## QUÉ HAY QUE HACER
a – Resume en dos oraciones el texto sobre la crisis financiera.
b – Sigue escribiendo el texto sobre la crisis financiera a partir de su última oración.

## FRAGMENTO DEL TEXTO

<<<<

17. Fin de la historia (por ahora): los principales bancos centrales (el Banco Central Europeo, la Reserva Federal norteamericana) han ido inyectando liquidez monetaria para que los bancos puedan tener dinero.

18. Hay expertos que dicen que sí que hay dinero, pero que lo que no hay es confianza. O sea, que la crisis de liquidez es una auténtica crisis de no fiarse del prójimo.

19. Mientras tanto, los fondos soberanos, o sea, los fondos de inversión creados por Estados con recursos procedentes del superávit en sus cuentas (procedentes principalmente del petróleo y del gas), como los fondos de los Emiratos Árabes, países asiáticos, etc., están comprando participaciones importantes en bancos americanos para sacarles del atasco en que se han metido.

LA TEORÍA DE LA CONSPIRACIÓN

«Esta gente nos ha manejado a su antojo. Con el conocimiento o sin el conocimiento de los que tenían que saberlo. Si lo sabían, mal; si no lo sabían, peor. Pero esos lo sabían. Y esos catorce o esos catorce mil nos han engañado. Esto es una conspiración», clama mi amigo, media botella de vino después. La segunda parte de La Crisis Ninja no le ha gustado ni un pelo. «Son cuatro en el sistema aprovechándose del sistema. Y contra nosotros», finaliza. Miro al camarero tras la barra y a los tres parroquianos hablando tranquilamente en las mesas y pienso que, haya conspiración global o no, ese anciano que apura un carajillo, manipulado o no, sigue siendo un ser libre y dueño de su destino. A pesar de la conspiración global (lo cual me tranquiliza bastante).

A lo mejor es que no me doy mucha cuenta de eso. Pero me preocupa, porque mi amigo de San Quirico coincide peligrosamente con otro amigo mío de Barcelona.

Porque además de mis amigos de San Quirico tengo, gracias a Dios, muchos amigos en otros sitios. Lo que pasa es que hablo con ellos con menos tranquilidad que con los de mi pueblo. Porque la gente en Barcelona siempre está corriendo, y a veces hay que cogerlos en marcha, como hacíamos en Zaragoza de chavales con aquellos tranvías bastante cochambrosos.

Uno de estos amigos me lleva por la calle de la amargura. El sí tiene un modelo, pero no sé si se ha pasado. Como tenemos mucha confianza, me río de él cuando me cuenta sus teorías.

Aprovechando que mi amigo el de San Quirico «baja» a Barcelona, como decimos en el pueblo, monto un desayuno a tres bandas y le dejamos hablar, cosa que no es difícil porque suele soltar unos rollos impresionantes.

Ahora anda liado con el precio del petróleo, su imparable subida y su brusco descenso. De las causas que lo provocan y la influencia a nivel estratosférico del asunto. Y del poder de los países productores y la dependencia norteamericana. (Mi amigo de San Quirico, más modesto, se limita a angustiarse con el alza brusca del petróleo, ve cómo se encarece el precio de la gasolina y el del dinero, con lo que le sube la hipoteca y el precio de la gasolina que necesita para poder ir a la caja a pagar la hipoteca).

>>>>

## INFORMACIÓN PROPORCIONADA
<<<<

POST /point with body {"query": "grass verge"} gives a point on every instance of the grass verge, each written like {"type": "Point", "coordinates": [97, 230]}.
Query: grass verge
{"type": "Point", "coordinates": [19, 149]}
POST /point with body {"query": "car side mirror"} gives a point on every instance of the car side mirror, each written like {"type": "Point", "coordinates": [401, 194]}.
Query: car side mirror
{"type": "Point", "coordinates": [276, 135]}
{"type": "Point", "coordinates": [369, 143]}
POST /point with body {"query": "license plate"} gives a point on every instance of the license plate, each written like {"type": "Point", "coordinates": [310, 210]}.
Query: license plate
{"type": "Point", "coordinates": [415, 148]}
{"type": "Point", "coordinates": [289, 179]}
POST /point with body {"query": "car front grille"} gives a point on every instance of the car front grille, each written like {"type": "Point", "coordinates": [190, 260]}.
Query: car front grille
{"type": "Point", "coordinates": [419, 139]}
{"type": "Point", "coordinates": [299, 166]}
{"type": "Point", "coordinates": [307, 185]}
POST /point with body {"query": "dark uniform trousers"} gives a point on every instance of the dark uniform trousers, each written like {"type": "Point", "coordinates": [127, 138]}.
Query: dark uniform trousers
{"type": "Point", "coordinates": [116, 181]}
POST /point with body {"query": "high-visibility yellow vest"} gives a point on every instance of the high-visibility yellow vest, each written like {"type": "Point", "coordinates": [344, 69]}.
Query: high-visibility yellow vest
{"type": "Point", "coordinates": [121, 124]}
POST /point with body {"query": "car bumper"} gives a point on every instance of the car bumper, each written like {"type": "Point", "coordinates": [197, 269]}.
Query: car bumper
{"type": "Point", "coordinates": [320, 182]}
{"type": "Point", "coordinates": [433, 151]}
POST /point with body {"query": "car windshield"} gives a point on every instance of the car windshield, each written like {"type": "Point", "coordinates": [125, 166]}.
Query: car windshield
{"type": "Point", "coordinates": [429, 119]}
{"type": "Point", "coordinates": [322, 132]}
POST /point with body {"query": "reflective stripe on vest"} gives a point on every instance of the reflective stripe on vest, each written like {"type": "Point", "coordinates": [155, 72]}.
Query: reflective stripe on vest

>>>>

## RESPUESTAS A CONTINUACIÓN
a – Los grandes bancos centrales han inyectado liquidez, aunque algunos expertos sostienen que lo que falta es confianza, y mientras tanto los fondos soberanos compran participaciones importantes en bancos estadounidenses. Un amigo de San Quirico ve en la crisis una conspiración, y su postura coincide con la de otro amigo de Barcelona, que ahora se ocupa del precio del petróleo y del poder de los países productores.

b –
A mi amigo de Barcelona le preocupa también el alza de precio de los alimentos, la naturaleza de los biocombustibles, los terribles problemas del hambre en el mundo, las gravísimas injusticias que se producen en muchas partes del globo, y pretende convencerme de que todo está ligado y que forma parte de una conspiración a nivel cósmico.

Cuando sucede algo, lo que sea, recibo un correo suyo: «¿Lo ves? ¡Ya te lo decía yo!». Porque tiene un modelo donde cabe todo, y todo alimenta su teoría.

Hace poco me recomendó un libro, el primero de una trilogía en la que se habla de una organización supranacional que pretende gobernar el mundo y que, según él, lo gobierna ya. Empecé a leerlo, pero me desmoralicé. Pensé: «¡No puede ser verdad! ¡Sería para volverse loco!». Y lo dejé.

Al cabo de unos días, leí en una revista que líderes de empresas importantes mundiales se reúnen anualmente, desde hace más de veinte años, para plantear temas comunes de discusión, realizando una labor al más alto nivel con el fin de influir en las decisiones políticas en defensa de la apertura del mercado, la competitividad y la liberalización económica. La noticia añadía que este grupo, a lo largo de su vida, ha abordado prácticamente todo tipo de temas, desde la apertura del comercio mundial, hasta la ampliación de la Unión Europea, el cambio climático y la política energética.

No quise pensar que mi amigo el conspirativo iba bien encaminado. Como aquella película que se llama Conspiración en la que Mel Gibson ve conspiradores y conspiraciones en todos lados, y que al final tiene razón. Pero como sigo creyendo que «piensa bien y acertarás», me resisto a pensar que todo está montado para que cuatro decidan los destinos de seis mil millones. A lo mejor es que mi modelo no da para tanto. Pero, por si las moscas, creo que es necesario tener un modelo más global. O sea, ampliar el que tengo.

Así que, de nuevo, me acordé del embajador y su modelo, y me dije; «Leopoldo, es urgente que trabajes por tener ese modelo global. Ya va siendo hora y has perdido mucho tiempo». Y continué mi soliloquio: «Además, es necesario que tengas el modelo amplio, no solo para desesperarte cuando te des cuenta de que a lo mejor tu amigo el conspirativo (me resisto a llamarle el conspirador) tiene razón, sino porque si no lo tienes, no podrás organizar en tu cabeza todas las variables que te permiten, más o menos, hacerte una idea de lo que pasa».

Este discurso, que me lancé a mí mismo, me llevó a discurrir sobre la globalización, que, como primera aproximación, podríamos definir como que «Todo forma parte de un todo».

DISCURRIR

Y aunque volváis a pensar que me voy por las ramas, quiero hacer hincapié en la palabra «discurrir», que no es lo mismo que estudiar, leer libros, recoger documentación o aumentar la erudición. No. Discurrir, según el Diccionario de la Real Academia Española, significa «reflexionar, pensar, aplicar la inteligencia».

Lo que pasa es que, para la misma voz, el diccionario da otra acepción: «Andar, caminar, correr por diversas partes y lugares».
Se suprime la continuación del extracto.